** Opening Records to process block **

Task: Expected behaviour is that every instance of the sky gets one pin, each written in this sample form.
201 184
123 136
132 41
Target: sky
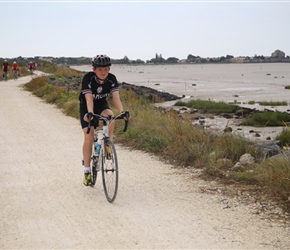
142 29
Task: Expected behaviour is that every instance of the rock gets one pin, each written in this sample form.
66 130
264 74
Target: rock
246 159
237 167
228 130
269 149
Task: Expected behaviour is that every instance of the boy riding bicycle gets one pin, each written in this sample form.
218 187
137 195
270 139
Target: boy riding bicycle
97 85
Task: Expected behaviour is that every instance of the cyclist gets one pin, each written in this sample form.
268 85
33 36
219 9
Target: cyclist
97 85
5 68
31 67
15 68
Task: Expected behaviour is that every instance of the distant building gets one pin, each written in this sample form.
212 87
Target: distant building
278 54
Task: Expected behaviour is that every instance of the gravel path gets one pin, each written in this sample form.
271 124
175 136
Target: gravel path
44 204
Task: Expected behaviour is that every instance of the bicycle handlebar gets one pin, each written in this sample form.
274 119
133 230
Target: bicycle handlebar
125 114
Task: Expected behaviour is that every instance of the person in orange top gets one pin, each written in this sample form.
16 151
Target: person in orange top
14 66
15 69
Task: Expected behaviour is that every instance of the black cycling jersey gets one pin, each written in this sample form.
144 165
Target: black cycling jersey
100 92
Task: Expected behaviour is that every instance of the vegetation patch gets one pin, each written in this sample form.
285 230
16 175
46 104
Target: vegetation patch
209 106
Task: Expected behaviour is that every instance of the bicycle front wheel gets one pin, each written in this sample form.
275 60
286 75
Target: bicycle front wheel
110 171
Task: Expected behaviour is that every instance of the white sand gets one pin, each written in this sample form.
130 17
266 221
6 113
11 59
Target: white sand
44 204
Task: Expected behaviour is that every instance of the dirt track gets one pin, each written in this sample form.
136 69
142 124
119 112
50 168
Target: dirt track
45 205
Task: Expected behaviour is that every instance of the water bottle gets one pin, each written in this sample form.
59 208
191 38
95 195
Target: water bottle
98 146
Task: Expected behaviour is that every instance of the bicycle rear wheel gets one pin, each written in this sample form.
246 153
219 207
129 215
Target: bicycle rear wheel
110 171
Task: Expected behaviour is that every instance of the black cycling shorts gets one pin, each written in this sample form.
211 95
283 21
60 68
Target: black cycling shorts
98 109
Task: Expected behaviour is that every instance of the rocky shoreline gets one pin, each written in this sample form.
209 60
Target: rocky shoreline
164 101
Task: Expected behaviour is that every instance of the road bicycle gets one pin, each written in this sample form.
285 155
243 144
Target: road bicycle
5 75
106 160
15 74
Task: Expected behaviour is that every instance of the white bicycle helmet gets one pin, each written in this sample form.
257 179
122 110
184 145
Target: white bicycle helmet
101 61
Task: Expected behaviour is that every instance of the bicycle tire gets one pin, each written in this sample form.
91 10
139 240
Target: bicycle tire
110 171
94 170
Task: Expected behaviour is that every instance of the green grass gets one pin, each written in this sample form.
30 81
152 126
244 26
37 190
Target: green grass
208 106
272 103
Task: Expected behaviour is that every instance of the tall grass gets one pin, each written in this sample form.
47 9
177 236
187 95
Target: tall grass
274 175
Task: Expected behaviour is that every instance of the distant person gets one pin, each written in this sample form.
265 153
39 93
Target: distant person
31 67
15 66
5 69
97 85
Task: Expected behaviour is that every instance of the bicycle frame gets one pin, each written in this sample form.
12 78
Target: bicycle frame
106 160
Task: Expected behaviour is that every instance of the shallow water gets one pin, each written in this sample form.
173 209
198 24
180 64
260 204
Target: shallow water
239 83
218 82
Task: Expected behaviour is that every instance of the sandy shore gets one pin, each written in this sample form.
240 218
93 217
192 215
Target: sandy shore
44 204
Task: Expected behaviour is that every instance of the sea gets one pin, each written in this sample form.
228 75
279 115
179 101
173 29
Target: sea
231 83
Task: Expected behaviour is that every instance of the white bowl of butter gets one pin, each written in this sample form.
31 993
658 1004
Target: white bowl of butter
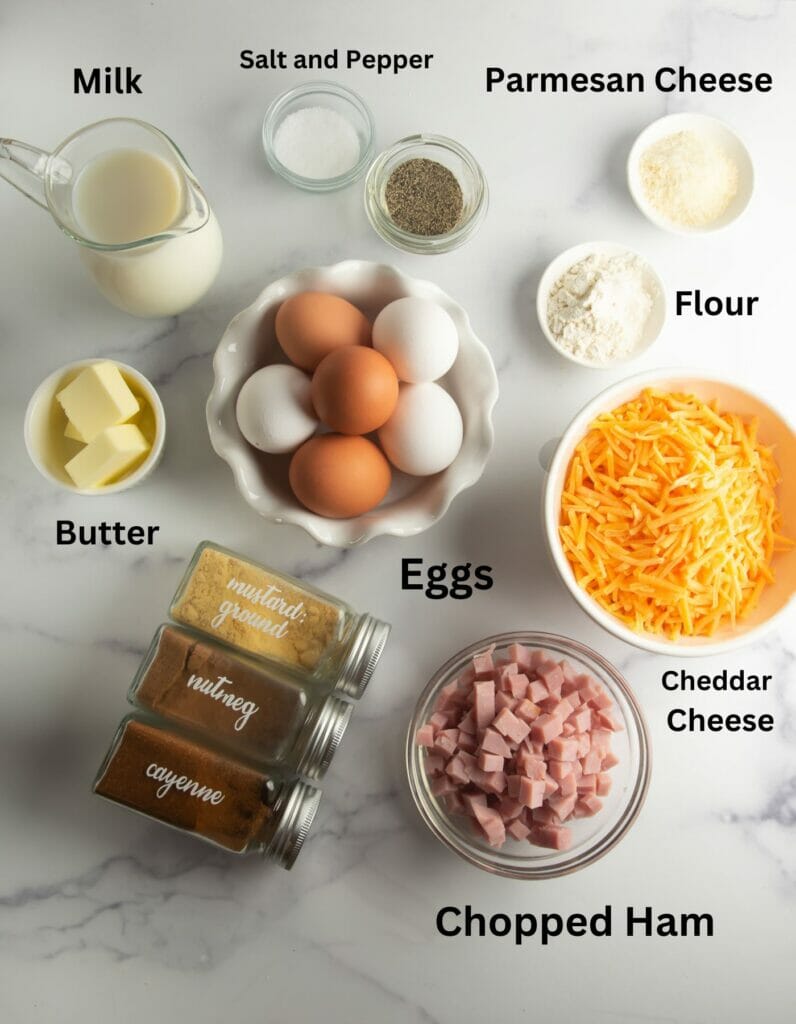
51 440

** Closing Records to process block **

* Exercise objective: Everything from the line containing "Task: Expected behaviour is that every instance of the sandy" to the last line of the records above should be reproduced exactly, except the pictures.

* Task result:
Task: Expected behaviour is that every instance of the sandy shore gets one pin, each written in this sample form.
240 218
93 217
192 215
Target: sandy shore
44 204
Task: Expected behaviour is that every instance of the sea gets one pin, each written in this sample form.
228 75
279 115
179 101
173 29
Target: sea
231 83
Task: Expected behaviour is that every instance of the white bowl of butter gets one pin, each written in this sample form.
31 993
658 1004
Target: white bowl of butter
51 440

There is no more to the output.